[EXERCISE MATERIALS]
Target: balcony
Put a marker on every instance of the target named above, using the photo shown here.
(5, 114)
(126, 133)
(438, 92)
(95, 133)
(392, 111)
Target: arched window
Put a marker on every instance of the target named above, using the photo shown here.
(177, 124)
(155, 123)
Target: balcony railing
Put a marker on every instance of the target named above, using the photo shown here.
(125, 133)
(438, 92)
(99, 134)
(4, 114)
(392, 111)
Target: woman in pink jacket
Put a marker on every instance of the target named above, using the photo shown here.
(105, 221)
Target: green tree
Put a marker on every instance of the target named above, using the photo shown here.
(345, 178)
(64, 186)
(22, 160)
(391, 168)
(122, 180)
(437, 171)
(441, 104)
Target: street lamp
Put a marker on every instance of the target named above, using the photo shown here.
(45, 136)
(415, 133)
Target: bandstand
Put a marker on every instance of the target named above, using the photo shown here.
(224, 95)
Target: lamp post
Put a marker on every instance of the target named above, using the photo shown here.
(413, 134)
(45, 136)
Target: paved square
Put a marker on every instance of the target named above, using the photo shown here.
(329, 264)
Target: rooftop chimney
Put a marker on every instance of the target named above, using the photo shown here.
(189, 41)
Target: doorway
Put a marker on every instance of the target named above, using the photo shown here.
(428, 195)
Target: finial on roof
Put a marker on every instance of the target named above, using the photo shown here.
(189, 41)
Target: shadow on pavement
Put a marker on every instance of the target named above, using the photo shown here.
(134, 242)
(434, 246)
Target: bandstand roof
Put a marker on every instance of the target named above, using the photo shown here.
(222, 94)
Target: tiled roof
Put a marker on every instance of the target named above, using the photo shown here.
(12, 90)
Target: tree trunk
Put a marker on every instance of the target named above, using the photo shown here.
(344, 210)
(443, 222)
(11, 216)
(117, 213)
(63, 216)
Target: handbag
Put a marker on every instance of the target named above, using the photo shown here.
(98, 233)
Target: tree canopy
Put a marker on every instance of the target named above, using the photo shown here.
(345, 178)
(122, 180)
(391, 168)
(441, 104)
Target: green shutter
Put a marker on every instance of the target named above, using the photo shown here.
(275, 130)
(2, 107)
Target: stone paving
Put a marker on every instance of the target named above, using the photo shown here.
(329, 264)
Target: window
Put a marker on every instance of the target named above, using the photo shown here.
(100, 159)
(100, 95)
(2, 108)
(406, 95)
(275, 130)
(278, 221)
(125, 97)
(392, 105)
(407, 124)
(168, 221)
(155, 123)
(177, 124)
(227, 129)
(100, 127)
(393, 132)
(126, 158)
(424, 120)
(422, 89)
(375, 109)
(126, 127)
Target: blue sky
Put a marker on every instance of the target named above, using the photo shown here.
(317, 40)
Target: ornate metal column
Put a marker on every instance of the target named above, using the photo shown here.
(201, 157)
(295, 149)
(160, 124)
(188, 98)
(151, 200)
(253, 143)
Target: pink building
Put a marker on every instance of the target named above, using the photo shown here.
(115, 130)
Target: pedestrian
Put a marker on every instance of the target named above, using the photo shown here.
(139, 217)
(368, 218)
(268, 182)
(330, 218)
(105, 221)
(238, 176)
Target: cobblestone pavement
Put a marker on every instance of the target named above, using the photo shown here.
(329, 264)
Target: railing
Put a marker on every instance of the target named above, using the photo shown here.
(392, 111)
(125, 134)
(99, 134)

[WHAT YOU ARE ASKED TO DO] Read through the entries, then copy every line where the string "balcony" is found.

[TASK RESULT]
Target: balcony
Target: balcony railing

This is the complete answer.